-- TASK OBJECTIVE --
Reproduce the part of the forum thread on spinning locks that opens with the words containing "Beautiful wool." and closes with "site to do it.", renaming "wool" to "fleece" throughout.

# Spinning: locks



## Cookie61868 (Sep 19, 2011)

This is a pound of teeswater locks from Natalie Redding. Absolutely beautiful!!! Soft, shiny, long locks. Started out a bit dirty, turned out a sweet creamy white!!


----------



## Goodshepfarm (Jul 20, 2014)

LOVELY !!!!


----------



## maureenb (Apr 1, 2011)

wow!What a difference!
,


----------



## shepherd (Feb 25, 2012)

Gee my hair was that color about 60 years ago - but I would have killed for the curls!


----------



## BirchPoint (Feb 12, 2016)

Beautiful wool.


----------



## Cdambro (Dec 30, 2013)

They are just beautifull! How did you manage to get them? I know she doesn't always open her lock sales to the public but only to reg customers. Ar you a regular? At least that is my impression. I wanted to order locks but couldn't even figure out her site to do it.

That are gorgeous locks and you are going to have so much fun with them.


----------



## wordancer (May 4, 2011)

Sweet! So lovely.


----------



## sbeth53 (Mar 29, 2011)

Oh how pretty :sm11:


----------



## Reba1 (Feb 5, 2012)

Gorgeous!

-- RECORDED INFORMATION --
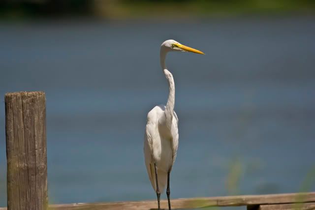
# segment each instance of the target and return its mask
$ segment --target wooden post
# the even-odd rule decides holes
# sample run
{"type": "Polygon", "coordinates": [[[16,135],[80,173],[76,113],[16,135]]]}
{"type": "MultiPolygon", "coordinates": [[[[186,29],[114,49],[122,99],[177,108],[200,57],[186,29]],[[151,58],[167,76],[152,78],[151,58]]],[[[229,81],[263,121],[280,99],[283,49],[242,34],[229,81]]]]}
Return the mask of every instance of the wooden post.
{"type": "Polygon", "coordinates": [[[46,210],[45,93],[7,93],[5,102],[8,210],[46,210]]]}

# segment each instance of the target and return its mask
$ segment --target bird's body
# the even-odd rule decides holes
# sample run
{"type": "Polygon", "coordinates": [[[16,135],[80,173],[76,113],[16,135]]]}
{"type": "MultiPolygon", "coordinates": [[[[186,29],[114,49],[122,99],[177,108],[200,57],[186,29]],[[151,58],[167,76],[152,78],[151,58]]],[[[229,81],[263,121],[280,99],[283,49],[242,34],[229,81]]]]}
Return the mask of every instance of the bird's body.
{"type": "Polygon", "coordinates": [[[148,114],[144,135],[144,158],[149,178],[157,193],[158,210],[159,198],[165,185],[168,208],[169,175],[176,157],[178,147],[178,118],[174,111],[175,88],[173,75],[166,68],[165,58],[170,51],[192,52],[204,54],[201,51],[186,46],[173,40],[164,41],[160,50],[160,64],[169,86],[169,93],[166,106],[155,107],[148,114]]]}
{"type": "Polygon", "coordinates": [[[144,138],[144,156],[149,178],[156,191],[155,162],[160,193],[164,191],[166,185],[167,173],[172,168],[178,146],[178,119],[175,111],[170,135],[165,128],[162,127],[162,125],[159,125],[158,119],[162,118],[165,109],[164,105],[157,106],[148,114],[144,138]]]}

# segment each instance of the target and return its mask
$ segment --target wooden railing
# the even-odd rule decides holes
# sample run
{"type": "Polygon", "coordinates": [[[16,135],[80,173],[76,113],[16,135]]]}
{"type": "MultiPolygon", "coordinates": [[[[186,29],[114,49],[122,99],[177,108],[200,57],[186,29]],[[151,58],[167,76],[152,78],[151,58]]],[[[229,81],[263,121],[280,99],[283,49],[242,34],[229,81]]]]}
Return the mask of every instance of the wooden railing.
{"type": "MultiPolygon", "coordinates": [[[[156,209],[155,200],[48,206],[45,93],[7,93],[5,102],[8,210],[156,209]]],[[[173,210],[240,206],[251,210],[315,210],[315,192],[178,199],[171,204],[173,210]]],[[[168,209],[167,201],[161,201],[161,207],[168,209]]]]}

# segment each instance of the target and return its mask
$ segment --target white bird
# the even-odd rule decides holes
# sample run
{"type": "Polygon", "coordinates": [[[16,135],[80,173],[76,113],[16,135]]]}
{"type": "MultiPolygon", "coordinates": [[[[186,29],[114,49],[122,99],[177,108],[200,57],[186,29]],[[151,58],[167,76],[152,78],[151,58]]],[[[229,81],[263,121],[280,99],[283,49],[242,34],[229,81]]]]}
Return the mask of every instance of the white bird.
{"type": "Polygon", "coordinates": [[[171,51],[191,52],[204,55],[199,50],[173,40],[166,40],[161,45],[161,66],[169,85],[169,94],[166,106],[157,106],[148,114],[144,135],[145,164],[152,187],[157,193],[159,210],[160,193],[163,192],[166,182],[168,209],[171,210],[169,174],[176,157],[178,147],[178,119],[174,111],[175,84],[173,75],[165,65],[166,54],[171,51]]]}

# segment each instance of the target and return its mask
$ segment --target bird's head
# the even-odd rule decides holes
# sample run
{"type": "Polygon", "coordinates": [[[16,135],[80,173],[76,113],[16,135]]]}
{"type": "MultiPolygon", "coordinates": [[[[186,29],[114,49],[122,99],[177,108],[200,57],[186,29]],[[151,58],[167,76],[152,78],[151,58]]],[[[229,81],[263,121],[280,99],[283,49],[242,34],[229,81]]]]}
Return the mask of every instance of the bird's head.
{"type": "Polygon", "coordinates": [[[190,52],[191,53],[205,55],[205,54],[201,51],[191,48],[191,47],[187,47],[173,39],[169,39],[164,41],[162,43],[161,47],[167,52],[190,52]]]}

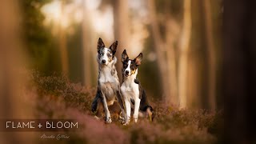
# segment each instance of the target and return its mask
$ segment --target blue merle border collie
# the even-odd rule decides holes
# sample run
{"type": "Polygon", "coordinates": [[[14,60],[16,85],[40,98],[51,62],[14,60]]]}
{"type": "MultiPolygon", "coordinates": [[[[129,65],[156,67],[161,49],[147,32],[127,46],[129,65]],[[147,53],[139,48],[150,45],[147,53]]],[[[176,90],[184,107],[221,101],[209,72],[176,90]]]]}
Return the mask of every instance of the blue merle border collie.
{"type": "Polygon", "coordinates": [[[120,94],[120,83],[114,66],[117,62],[117,58],[114,56],[117,46],[118,41],[114,42],[110,48],[105,47],[102,38],[98,38],[97,46],[97,62],[98,63],[98,90],[92,103],[91,110],[93,113],[96,112],[98,105],[102,103],[106,114],[106,123],[112,122],[108,106],[113,105],[116,100],[118,102],[122,114],[125,114],[124,105],[120,94]]]}
{"type": "Polygon", "coordinates": [[[137,122],[138,118],[147,117],[153,121],[154,117],[152,106],[147,101],[146,94],[141,83],[137,79],[138,67],[141,65],[142,53],[134,59],[129,59],[126,50],[122,54],[122,84],[121,94],[123,97],[126,118],[126,124],[130,122],[131,111],[134,111],[134,120],[137,122]]]}

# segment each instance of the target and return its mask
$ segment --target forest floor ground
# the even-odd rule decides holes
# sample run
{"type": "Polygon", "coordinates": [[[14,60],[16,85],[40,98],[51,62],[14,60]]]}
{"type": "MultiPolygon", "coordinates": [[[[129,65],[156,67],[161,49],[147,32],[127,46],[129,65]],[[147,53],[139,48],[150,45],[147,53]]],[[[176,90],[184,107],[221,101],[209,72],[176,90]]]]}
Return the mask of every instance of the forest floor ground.
{"type": "MultiPolygon", "coordinates": [[[[36,118],[71,118],[79,130],[62,143],[218,143],[223,124],[222,111],[179,110],[161,101],[151,100],[155,117],[153,122],[138,119],[138,123],[120,124],[112,114],[113,122],[96,119],[90,111],[96,87],[70,82],[66,77],[44,76],[32,72],[24,94],[32,105],[36,118]]],[[[40,143],[40,142],[38,142],[40,143]]],[[[55,143],[49,140],[48,143],[55,143]]]]}

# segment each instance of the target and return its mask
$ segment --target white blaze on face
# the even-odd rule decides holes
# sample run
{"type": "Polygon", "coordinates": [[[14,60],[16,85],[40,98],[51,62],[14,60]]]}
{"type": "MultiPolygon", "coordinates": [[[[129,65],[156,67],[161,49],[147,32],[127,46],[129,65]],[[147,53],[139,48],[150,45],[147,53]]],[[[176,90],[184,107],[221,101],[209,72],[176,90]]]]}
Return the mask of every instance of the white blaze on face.
{"type": "Polygon", "coordinates": [[[100,62],[102,64],[105,64],[105,65],[109,64],[110,59],[109,59],[109,57],[107,56],[108,53],[110,53],[109,49],[106,47],[102,49],[102,50],[101,51],[100,62]]]}
{"type": "Polygon", "coordinates": [[[127,66],[126,69],[125,70],[125,74],[126,74],[126,71],[129,71],[129,74],[127,75],[130,74],[130,63],[131,63],[131,60],[129,60],[128,66],[127,66]]]}

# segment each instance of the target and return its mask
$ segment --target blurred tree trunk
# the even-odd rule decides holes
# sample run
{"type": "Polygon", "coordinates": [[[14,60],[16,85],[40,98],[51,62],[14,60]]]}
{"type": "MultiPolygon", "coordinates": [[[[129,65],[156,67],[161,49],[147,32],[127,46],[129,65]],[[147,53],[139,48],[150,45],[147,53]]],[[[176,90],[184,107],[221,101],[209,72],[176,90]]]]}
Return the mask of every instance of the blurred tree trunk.
{"type": "Polygon", "coordinates": [[[210,1],[202,1],[208,57],[208,108],[216,109],[216,54],[214,45],[210,1]]]}
{"type": "Polygon", "coordinates": [[[155,7],[155,3],[154,0],[149,0],[148,1],[148,9],[149,9],[149,16],[150,19],[151,23],[151,28],[152,28],[152,37],[154,39],[154,49],[155,53],[157,54],[157,62],[158,66],[160,71],[160,78],[161,78],[161,83],[162,86],[162,91],[163,91],[163,96],[166,98],[170,95],[170,82],[169,78],[166,78],[166,77],[168,76],[167,73],[167,68],[166,68],[166,59],[164,55],[164,49],[166,47],[166,44],[164,43],[162,38],[161,38],[161,33],[159,29],[159,24],[158,21],[157,17],[157,11],[155,7]]]}
{"type": "Polygon", "coordinates": [[[122,62],[121,55],[124,49],[130,46],[130,27],[129,27],[129,7],[128,0],[114,0],[114,39],[118,41],[118,50],[115,56],[118,58],[117,70],[118,75],[122,82],[122,62]]]}
{"type": "Polygon", "coordinates": [[[256,142],[256,3],[224,1],[224,143],[256,142]]]}
{"type": "MultiPolygon", "coordinates": [[[[24,54],[21,42],[21,13],[17,0],[1,1],[0,5],[0,119],[33,118],[21,86],[26,84],[21,74],[24,54]]],[[[26,76],[26,75],[25,75],[26,76]]],[[[0,143],[33,143],[33,134],[0,132],[0,143]]]]}
{"type": "MultiPolygon", "coordinates": [[[[92,64],[90,58],[90,42],[92,42],[90,36],[91,32],[90,30],[90,14],[86,9],[86,6],[83,1],[83,19],[82,19],[82,53],[83,53],[83,72],[84,72],[84,84],[85,86],[92,86],[91,83],[91,69],[92,64]]],[[[96,44],[96,43],[95,43],[96,44]]],[[[96,49],[96,45],[94,46],[96,49]]]]}
{"type": "Polygon", "coordinates": [[[181,108],[186,107],[187,94],[187,59],[191,31],[191,1],[183,2],[183,27],[180,41],[180,55],[178,66],[178,94],[181,108]]]}
{"type": "Polygon", "coordinates": [[[178,106],[176,51],[174,47],[174,42],[178,34],[179,27],[171,18],[170,1],[167,0],[165,2],[166,20],[163,25],[166,29],[166,34],[163,37],[166,38],[166,40],[163,40],[161,35],[154,0],[148,1],[149,15],[150,16],[152,35],[155,45],[154,47],[157,54],[157,62],[161,74],[163,96],[168,105],[174,104],[178,106]]]}
{"type": "Polygon", "coordinates": [[[64,74],[68,74],[69,73],[69,61],[68,61],[68,54],[67,54],[67,47],[66,47],[66,31],[62,26],[62,21],[63,20],[63,17],[65,17],[63,11],[65,6],[65,1],[62,1],[61,6],[61,17],[58,22],[58,44],[61,53],[61,62],[62,62],[62,73],[64,74]]]}

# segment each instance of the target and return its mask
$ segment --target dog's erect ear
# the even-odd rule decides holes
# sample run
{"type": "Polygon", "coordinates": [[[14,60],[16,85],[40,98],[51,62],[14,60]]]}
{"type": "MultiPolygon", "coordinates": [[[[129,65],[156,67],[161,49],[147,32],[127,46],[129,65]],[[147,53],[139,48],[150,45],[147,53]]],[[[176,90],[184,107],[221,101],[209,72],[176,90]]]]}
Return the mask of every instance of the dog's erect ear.
{"type": "Polygon", "coordinates": [[[126,54],[126,50],[124,50],[122,54],[122,60],[121,61],[123,62],[125,62],[125,60],[126,60],[128,58],[129,58],[129,57],[128,57],[128,55],[126,54]]]}
{"type": "Polygon", "coordinates": [[[105,44],[101,38],[98,38],[98,46],[97,46],[97,50],[99,50],[101,48],[104,48],[105,44]]]}
{"type": "Polygon", "coordinates": [[[115,52],[117,51],[117,48],[118,48],[118,41],[114,42],[110,47],[110,49],[112,50],[112,54],[113,55],[115,54],[115,52]]]}
{"type": "Polygon", "coordinates": [[[136,66],[139,66],[142,63],[142,53],[140,53],[137,58],[134,58],[136,66]]]}

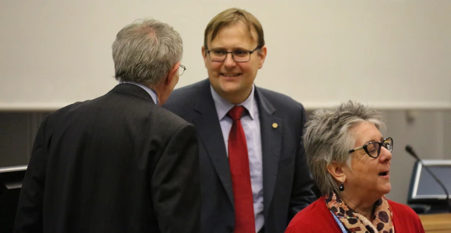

-- COMPLETED EXERCISE --
Beautiful fleece.


----------



## Cdambro (Dec 30, 2013)

They are just beautifull! How did you manage to get them? I know she doesn't always open her lock sales to the public but only to reg customers. Ar you a regular? At least that is my impression. I wanted to order locks but couldn't even figure out her site to do it.